(Collected data)
[Start of Attachment]
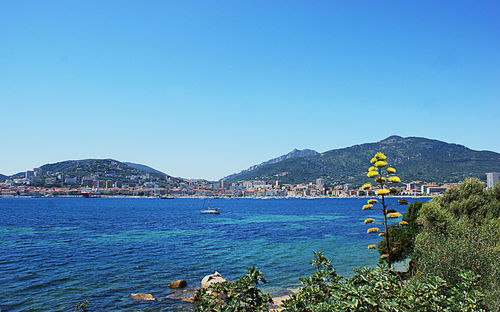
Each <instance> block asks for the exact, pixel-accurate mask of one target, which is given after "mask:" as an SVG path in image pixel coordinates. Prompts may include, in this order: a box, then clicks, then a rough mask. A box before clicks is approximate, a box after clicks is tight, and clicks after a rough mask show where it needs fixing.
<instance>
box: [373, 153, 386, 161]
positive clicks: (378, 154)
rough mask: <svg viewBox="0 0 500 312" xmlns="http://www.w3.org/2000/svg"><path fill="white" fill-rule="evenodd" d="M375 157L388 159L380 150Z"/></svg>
mask: <svg viewBox="0 0 500 312" xmlns="http://www.w3.org/2000/svg"><path fill="white" fill-rule="evenodd" d="M375 158H377V160H386V159H387V156H385V155H384V154H383V153H381V152H378V153H377V154H375Z"/></svg>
[End of Attachment]
:: What you have to do ::
All of the data above must be printed exactly, minus its pictures.

:: Worked solution ::
Each <instance> block asks for the exact, pixel-accurate mask of one target, which is given after "mask:" as an SVG path in image pixel coordinates. Prompts may include, in this order: a box, then clicks, then a rough mask. A box before clicks is approximate, a box after clicks is tight, and clicks after a rough mask show where it needs fixing.
<instance>
box: [373, 153, 386, 161]
positive clicks: (378, 154)
rough mask: <svg viewBox="0 0 500 312" xmlns="http://www.w3.org/2000/svg"><path fill="white" fill-rule="evenodd" d="M375 157L388 159L380 150Z"/></svg>
mask: <svg viewBox="0 0 500 312" xmlns="http://www.w3.org/2000/svg"><path fill="white" fill-rule="evenodd" d="M375 158H377V160H386V159H387V156H385V155H384V154H383V153H381V152H378V153H377V154H375Z"/></svg>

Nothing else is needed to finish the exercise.